* START Provided records *
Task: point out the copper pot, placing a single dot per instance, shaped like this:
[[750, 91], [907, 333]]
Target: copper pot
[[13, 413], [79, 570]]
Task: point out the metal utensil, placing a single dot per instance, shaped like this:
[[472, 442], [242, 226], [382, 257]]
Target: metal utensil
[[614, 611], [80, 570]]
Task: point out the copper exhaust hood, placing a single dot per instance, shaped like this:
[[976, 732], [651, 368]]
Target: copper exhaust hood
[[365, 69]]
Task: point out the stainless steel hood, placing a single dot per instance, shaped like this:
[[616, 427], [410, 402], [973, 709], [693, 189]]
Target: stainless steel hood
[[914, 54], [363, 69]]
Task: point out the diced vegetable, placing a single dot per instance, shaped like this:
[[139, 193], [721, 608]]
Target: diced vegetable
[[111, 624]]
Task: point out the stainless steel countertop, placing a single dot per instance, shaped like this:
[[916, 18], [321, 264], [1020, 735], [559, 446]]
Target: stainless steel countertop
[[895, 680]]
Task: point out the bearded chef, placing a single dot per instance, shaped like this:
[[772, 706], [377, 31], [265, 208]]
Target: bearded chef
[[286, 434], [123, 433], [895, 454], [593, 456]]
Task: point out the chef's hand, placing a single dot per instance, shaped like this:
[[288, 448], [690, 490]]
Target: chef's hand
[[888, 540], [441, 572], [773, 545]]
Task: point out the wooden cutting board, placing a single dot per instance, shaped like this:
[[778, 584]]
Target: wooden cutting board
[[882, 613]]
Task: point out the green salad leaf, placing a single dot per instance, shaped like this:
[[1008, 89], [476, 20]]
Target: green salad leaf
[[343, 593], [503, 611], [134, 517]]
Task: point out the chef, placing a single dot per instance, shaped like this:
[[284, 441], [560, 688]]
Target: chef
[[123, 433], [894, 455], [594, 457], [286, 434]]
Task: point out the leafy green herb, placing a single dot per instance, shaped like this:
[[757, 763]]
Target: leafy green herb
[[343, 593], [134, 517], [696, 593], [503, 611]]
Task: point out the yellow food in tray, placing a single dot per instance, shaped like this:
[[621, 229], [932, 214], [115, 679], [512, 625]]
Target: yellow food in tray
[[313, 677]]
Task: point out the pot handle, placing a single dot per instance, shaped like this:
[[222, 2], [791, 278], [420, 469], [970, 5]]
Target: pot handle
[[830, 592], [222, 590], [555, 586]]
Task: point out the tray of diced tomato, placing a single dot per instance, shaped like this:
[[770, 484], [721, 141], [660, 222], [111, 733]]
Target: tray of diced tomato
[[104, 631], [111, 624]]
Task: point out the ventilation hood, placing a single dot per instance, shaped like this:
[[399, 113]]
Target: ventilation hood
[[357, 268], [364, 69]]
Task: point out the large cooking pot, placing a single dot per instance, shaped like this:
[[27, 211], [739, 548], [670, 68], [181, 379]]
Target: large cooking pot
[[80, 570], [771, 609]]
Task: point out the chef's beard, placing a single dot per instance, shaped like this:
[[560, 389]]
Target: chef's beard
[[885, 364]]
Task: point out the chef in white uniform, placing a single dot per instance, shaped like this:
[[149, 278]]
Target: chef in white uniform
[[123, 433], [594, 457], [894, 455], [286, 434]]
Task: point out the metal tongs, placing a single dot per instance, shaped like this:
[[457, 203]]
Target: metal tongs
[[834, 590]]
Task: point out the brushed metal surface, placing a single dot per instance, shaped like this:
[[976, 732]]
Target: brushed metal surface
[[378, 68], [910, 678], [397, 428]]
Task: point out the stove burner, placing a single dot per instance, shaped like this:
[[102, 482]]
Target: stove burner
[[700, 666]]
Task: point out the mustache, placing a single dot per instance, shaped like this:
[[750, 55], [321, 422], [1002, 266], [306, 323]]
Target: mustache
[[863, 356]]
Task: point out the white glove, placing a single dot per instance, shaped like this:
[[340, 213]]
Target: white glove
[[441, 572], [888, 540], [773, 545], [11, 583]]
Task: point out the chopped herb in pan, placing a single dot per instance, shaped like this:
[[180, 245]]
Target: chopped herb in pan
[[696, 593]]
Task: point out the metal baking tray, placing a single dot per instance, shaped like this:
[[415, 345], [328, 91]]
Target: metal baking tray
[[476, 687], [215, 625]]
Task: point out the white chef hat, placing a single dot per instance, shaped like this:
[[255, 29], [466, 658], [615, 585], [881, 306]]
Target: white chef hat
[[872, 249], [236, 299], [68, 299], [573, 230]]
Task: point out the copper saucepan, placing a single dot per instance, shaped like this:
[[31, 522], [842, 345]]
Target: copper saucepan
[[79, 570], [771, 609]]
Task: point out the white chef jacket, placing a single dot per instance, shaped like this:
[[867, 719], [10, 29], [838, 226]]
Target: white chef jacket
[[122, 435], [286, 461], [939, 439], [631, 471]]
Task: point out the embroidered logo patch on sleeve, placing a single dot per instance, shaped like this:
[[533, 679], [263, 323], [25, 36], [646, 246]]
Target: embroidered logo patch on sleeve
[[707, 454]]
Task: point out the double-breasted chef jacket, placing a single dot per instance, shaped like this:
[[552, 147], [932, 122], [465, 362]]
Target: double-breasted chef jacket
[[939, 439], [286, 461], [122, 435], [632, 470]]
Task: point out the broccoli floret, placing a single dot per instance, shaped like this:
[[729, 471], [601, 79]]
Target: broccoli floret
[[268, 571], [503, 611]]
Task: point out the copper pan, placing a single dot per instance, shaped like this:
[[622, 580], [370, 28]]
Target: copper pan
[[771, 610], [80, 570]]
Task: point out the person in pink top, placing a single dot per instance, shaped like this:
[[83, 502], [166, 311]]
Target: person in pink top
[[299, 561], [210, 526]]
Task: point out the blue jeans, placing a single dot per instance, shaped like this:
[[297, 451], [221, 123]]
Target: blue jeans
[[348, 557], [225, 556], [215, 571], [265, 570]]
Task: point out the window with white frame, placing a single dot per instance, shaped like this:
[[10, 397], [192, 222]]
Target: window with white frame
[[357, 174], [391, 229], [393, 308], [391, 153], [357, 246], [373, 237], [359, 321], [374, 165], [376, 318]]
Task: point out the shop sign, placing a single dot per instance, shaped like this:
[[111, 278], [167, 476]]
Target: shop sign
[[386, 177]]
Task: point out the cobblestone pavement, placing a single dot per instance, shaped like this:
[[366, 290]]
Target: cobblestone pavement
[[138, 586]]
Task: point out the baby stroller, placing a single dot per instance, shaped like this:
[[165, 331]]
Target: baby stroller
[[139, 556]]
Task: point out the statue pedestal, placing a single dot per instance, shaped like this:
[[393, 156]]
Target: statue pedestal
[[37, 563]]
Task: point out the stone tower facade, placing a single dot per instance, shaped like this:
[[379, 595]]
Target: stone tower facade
* END Provided records *
Exercise description: Copy the material again, starting at the line that contains "Task: point out the chopped" and ending at the line that contains "[[299, 561], [210, 526]]", and shift every coordinate in the answers by adding 80. Keep the requests and their format samples as they are.

The solution:
Task: point out the chopped herb in pan, placing a single dot per instance, shaped like this:
[[180, 245]]
Target: chopped herb in pan
[[776, 673]]
Task: point out the metal baking tray, placing a single dot per instance, shaped like this:
[[415, 345], [328, 91]]
Target: metal baking tray
[[556, 767], [295, 705]]
Task: point out the white chef hat, placing a single dot per instance, shaped like this:
[[255, 29], [466, 658], [615, 585], [881, 306]]
Target: white chef hat
[[952, 329], [316, 379], [148, 379], [653, 310]]
Task: point out the copper saucepan, placing a single dot per instance, shaped like this:
[[31, 522], [842, 345]]
Target: copper saucepan
[[159, 650], [851, 689]]
Task: point out the white chef jacket, placing a single dot per instance, shaped like this:
[[867, 719], [10, 29], [838, 226]]
Target: white chef jacket
[[202, 515], [366, 541], [1019, 519], [711, 551]]
Task: point out the embroidered logo patch on sleeve, placing a single dot per instance, shaped like this:
[[533, 679], [263, 323], [25, 36], [646, 246]]
Target: embroidered logo patch on sleeve
[[787, 534]]
Task: point out the double-breasted chef jacket, placing a single dot per instance, shaped like this:
[[552, 147], [932, 122], [465, 362]]
Target: double-breasted chef jacket
[[1019, 519], [366, 541], [202, 515], [712, 550]]
Task: point out the broccoli floret, placing a single dot per instance, shaped like this:
[[729, 471], [601, 79]]
Target: broccoli floret
[[348, 651], [583, 691]]
Task: point out the copper pan, placing a single dot per instance, shaped like this:
[[622, 580], [370, 28]]
Target: copper pan
[[851, 690], [160, 650]]
Task: point out the person in pink top, placing a single dot per instance, shaped like this:
[[83, 502], [166, 311]]
Target: person in pink top
[[379, 641], [290, 606]]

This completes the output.